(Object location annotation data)
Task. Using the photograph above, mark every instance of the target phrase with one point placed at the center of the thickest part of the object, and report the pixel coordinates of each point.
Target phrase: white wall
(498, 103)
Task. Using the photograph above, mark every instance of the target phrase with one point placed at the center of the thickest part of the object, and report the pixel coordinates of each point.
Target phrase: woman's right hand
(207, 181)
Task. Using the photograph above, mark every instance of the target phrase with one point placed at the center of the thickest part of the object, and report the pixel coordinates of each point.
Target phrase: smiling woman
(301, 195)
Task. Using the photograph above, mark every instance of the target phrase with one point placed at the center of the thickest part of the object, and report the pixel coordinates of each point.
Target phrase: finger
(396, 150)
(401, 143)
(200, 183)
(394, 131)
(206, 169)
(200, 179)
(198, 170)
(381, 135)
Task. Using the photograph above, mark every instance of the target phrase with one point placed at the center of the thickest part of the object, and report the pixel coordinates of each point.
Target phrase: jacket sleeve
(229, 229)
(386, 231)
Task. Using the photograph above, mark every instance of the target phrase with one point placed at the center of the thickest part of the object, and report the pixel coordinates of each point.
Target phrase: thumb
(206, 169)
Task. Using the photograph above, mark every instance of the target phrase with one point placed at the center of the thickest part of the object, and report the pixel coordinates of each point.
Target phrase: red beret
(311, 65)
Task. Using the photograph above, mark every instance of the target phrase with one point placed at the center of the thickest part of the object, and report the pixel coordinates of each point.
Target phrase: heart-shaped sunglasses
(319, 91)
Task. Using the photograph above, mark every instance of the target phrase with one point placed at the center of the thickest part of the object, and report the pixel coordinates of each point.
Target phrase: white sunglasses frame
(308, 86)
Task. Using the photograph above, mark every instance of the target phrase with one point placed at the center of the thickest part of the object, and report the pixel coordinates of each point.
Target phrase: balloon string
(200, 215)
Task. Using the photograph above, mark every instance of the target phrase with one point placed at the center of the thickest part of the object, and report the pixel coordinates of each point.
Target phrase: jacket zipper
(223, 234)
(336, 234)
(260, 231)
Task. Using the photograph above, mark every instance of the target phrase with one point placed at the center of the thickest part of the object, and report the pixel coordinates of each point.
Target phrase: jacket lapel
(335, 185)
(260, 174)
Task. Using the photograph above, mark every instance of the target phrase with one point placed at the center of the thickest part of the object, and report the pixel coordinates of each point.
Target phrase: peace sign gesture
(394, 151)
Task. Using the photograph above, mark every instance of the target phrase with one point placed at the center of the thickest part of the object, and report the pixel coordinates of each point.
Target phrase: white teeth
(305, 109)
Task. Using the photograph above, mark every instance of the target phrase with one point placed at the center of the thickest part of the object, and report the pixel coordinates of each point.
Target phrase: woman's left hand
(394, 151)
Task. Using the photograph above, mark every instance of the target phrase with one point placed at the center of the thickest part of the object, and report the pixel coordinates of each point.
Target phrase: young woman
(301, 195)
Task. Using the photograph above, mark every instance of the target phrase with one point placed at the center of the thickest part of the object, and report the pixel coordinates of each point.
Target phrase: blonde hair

» **WHAT THE EXERCISE ASKS**
Please repeat the listing exactly, with nothing left out.

» **WRITTEN ANSWER**
Task. Using the photograph above, mark every instance of the target phrase with one point placed at the center of the thickest part of the object, and report the pixel coordinates of each point.
Target phrase: white wall
(498, 103)
Task. Using the photograph above, mark every instance of the target phrase with one point placed at the center of the thickest part of the object, and report the pixel coordinates of each point.
Target phrase: woman's right hand
(207, 181)
Task. Using the photograph above, mark every instance of the target phrase with one point placed at the center of the thickest part of the object, and report the pixel coordinates of each point.
Target phrase: smiling woman
(301, 195)
Task. Using the photograph above, mark every instance of the target phrase with one point placed at the center of the thickest part of the object, and report the pixel coordinates of each point.
Target phrase: finger
(396, 150)
(401, 143)
(200, 183)
(394, 131)
(206, 169)
(200, 179)
(198, 170)
(381, 135)
Task. Using the photograph above, mark every instance of the target phrase with one point placed at the center of the thickest part of the object, and report the pixel coordinates of each point.
Target phrase: jacket sleeve
(229, 229)
(386, 231)
Task. Using the photograph above, mark every instance of the target phrase with one point placed at the center of the thickest part of the object, and report the pixel coordinates of each point.
Target phrase: thumb
(206, 169)
Task. Using the photograph above, mark every instance of the target phrase with one point placed at the center of the thickest part of the object, and report the pixel coordinates of each point.
Target phrase: red beret
(311, 65)
Task. Using the photograph above, mark every instance of the target phrase with one point placed at the center of the thickest part of the object, and report the pixel coordinates of each point.
Target phrase: heart-shaped sunglasses
(319, 91)
Task. Using the photograph above, mark every instance of the target phrase with one point placed at the center of the thickest part of the object, and report the pixel coordinates of each point.
Target phrase: white sunglasses frame
(308, 86)
Task. Using the photograph above, mark every instance of the target phrase with one point placed at the center of the thickest part of the object, and report the pixel coordinates of each point.
Target phrase: balloon string
(200, 215)
Task. Using the photograph above, mark every instance of the target phrase with one point placed at the center of the thickest part of the object, and report the pixel coordinates of each point.
Target phrase: jacket zipper
(223, 234)
(336, 234)
(260, 231)
Task. Using the photograph above, mark every instance of the target phrase with one point placed at the center of the thickest part of the object, and report the pixel coordinates of each point.
Target phrase: jacket lapel
(335, 185)
(260, 174)
Task. Using the photograph above, mark every instance of the target phrase with one point placed at the center of the thickest part of the object, and report the pixel coordinates of each point.
Target phrase: peace sign gesture
(394, 151)
Task. Using the photograph above, mark every instance of the target phrase with one point placed at the center of the thickest part of the object, and report the pixel coordinates of each point.
Target phrase: white teeth
(305, 109)
Task. Using the photograph above, mark every instance of the target phrase with one point placed at the center of the thickest part of the object, and report the pixel coordinates of each point.
Target phrase: woman's left hand
(394, 151)
Task. Using the photograph above, mark every instance of the target phrase with one point placed at the center of the thickest part of the object, and report the pixel coordinates of each point.
Target phrase: young woman
(301, 195)
Task. Using the photograph above, mark every instance of the target phrase with one point placed at the center of the thickest part of the object, and report the pixel coordinates of each point.
Target phrase: blonde hair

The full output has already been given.